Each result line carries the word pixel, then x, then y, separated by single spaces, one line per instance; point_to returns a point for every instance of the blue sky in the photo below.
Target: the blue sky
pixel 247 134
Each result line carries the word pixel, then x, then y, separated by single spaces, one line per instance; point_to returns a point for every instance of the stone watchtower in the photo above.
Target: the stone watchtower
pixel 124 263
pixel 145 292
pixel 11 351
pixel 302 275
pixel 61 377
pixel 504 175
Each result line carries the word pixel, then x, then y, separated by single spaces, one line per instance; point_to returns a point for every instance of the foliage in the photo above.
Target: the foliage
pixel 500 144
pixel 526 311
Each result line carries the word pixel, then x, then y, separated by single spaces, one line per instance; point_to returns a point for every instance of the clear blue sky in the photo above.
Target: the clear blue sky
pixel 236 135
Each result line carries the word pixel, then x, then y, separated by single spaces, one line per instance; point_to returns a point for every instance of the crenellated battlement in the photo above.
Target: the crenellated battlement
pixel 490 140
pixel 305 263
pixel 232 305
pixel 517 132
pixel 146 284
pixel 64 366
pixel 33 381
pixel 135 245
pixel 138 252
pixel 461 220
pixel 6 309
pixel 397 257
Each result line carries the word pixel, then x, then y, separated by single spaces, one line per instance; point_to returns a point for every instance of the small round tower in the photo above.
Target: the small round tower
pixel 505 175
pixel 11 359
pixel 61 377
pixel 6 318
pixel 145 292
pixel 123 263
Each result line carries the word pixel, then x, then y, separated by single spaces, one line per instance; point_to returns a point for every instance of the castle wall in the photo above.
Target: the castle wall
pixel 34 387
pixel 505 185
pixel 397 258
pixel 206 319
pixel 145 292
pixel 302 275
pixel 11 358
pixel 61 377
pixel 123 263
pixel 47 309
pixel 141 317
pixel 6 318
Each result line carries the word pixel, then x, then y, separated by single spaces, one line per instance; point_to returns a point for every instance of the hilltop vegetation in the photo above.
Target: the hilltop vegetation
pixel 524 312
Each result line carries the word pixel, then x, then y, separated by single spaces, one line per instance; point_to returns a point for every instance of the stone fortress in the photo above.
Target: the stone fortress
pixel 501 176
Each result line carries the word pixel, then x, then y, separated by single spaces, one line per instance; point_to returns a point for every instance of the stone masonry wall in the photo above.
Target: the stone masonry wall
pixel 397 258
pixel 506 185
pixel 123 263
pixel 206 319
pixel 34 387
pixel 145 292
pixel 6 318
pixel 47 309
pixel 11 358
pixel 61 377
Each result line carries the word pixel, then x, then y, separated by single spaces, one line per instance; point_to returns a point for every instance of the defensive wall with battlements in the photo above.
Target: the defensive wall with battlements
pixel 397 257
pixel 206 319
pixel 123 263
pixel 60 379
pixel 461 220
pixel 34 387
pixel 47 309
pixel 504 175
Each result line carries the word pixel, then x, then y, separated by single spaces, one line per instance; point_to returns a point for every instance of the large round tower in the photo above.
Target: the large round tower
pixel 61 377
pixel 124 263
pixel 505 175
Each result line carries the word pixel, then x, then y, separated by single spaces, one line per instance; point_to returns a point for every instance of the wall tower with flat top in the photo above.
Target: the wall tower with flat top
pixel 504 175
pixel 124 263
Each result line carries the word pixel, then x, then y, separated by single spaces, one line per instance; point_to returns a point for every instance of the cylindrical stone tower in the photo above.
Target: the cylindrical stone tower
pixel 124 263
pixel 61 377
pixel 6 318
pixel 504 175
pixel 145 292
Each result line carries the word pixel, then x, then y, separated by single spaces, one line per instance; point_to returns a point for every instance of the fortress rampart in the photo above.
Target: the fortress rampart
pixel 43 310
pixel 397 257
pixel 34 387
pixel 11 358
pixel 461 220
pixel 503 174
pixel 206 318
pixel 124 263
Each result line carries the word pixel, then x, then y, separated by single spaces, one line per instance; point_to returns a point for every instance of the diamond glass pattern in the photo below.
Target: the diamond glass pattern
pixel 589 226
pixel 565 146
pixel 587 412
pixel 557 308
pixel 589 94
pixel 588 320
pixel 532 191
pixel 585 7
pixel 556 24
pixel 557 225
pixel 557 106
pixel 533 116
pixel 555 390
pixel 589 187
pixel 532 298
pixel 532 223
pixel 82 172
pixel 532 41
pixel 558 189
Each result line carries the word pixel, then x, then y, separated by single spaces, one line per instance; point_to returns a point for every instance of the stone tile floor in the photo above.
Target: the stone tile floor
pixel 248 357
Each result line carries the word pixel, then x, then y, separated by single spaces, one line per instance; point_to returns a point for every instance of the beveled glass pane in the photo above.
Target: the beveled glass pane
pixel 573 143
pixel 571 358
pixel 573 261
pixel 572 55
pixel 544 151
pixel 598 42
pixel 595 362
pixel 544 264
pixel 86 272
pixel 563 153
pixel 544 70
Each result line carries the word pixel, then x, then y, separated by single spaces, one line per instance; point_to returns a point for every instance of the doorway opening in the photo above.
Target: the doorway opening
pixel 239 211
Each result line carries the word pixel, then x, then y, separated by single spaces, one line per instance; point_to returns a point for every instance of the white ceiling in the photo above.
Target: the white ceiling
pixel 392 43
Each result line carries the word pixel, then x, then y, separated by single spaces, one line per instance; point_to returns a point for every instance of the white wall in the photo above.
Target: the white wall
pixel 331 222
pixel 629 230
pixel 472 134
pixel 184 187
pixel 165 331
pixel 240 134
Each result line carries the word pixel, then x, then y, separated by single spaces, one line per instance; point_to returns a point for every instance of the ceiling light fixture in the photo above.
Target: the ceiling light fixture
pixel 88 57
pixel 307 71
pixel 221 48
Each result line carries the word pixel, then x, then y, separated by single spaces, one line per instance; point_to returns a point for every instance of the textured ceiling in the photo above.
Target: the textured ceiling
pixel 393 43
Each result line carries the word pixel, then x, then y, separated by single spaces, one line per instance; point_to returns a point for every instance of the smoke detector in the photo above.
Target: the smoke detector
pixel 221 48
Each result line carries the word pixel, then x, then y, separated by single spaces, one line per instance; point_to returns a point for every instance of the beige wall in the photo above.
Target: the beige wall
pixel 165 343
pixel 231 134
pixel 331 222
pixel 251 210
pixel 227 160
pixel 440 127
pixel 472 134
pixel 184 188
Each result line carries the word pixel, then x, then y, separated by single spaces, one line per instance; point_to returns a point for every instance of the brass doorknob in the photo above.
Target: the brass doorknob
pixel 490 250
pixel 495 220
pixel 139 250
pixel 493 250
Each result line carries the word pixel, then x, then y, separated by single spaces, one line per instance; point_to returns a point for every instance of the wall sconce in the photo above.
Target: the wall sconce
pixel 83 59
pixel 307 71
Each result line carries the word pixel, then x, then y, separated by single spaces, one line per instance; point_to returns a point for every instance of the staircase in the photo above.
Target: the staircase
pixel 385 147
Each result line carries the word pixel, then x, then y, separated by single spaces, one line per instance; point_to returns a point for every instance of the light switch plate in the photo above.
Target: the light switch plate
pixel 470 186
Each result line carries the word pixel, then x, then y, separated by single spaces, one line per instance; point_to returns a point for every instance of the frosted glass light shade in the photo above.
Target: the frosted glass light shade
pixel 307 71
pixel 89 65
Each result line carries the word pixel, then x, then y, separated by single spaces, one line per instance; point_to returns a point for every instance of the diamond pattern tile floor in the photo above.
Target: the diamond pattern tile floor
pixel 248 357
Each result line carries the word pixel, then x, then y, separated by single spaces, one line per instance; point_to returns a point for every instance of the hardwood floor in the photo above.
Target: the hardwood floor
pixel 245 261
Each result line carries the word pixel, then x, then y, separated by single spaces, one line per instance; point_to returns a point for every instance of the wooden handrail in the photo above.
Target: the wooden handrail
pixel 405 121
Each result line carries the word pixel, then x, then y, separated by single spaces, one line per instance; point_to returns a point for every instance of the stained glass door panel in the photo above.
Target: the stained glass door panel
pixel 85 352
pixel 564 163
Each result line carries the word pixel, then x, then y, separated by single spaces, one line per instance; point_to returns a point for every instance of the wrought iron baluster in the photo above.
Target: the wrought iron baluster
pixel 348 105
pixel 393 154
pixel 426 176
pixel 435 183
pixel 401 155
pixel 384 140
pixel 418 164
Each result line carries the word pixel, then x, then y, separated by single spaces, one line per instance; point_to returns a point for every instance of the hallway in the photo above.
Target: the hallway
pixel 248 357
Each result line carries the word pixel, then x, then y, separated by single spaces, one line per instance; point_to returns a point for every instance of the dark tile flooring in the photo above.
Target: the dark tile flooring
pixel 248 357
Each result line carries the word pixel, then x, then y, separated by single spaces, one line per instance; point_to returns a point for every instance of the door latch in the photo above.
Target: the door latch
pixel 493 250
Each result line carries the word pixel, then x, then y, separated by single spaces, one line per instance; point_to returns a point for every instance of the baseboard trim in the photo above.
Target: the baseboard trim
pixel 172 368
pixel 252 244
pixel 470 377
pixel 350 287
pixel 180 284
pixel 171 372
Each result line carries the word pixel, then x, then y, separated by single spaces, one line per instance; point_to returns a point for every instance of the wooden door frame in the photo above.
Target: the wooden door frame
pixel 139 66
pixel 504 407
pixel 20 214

==============================

» Brief
Reproduce the entries starting at the line that contains "panel in the photo above." and ending at the line that contains "pixel 171 372", with "door latch" swapped for "door handle" and everything else unchanged.

» Finished task
Each result line carries the word pixel, then x, then y, separated by single spaces, one line per instance; point_to returns a point for every instance of the stained glass door panel in the photo above.
Target: the stained glass door panel
pixel 85 352
pixel 564 163
Each result line carries the word pixel, then x, then y, separated by single spaces, one line per instance; point_to returns a point for every instance of the wrought iron baluster in the photo above.
Target: the wrought iron baluster
pixel 348 105
pixel 393 154
pixel 426 176
pixel 435 183
pixel 401 155
pixel 384 140
pixel 418 164
Each result line carries the word pixel, then x, then y, separated by single spaces, one line per instance; point_to returns a point for every instance of the hallway in the photo above.
Target: the hallway
pixel 248 357
Each result line carries the word pixel, then x, then y, separated by single spaces, one line per instance; point_to returns a point for every instance of the dark tile flooring in the photo above.
Target: the dark tile flooring
pixel 248 357
Each result line carries the word pixel, then x, then y, separated by single spaces, one line per instance; point_to returns a point for every instance of the door handle in the photo above.
Target: the door handle
pixel 493 250
Each result line carries the word pixel, then x, then y, separated by single spaces, one line per instance; point_to returns a point for every instance of the baseboard trim in the photo above.
Target: the baseboard trim
pixel 172 368
pixel 252 244
pixel 470 377
pixel 350 287
pixel 180 284
pixel 171 372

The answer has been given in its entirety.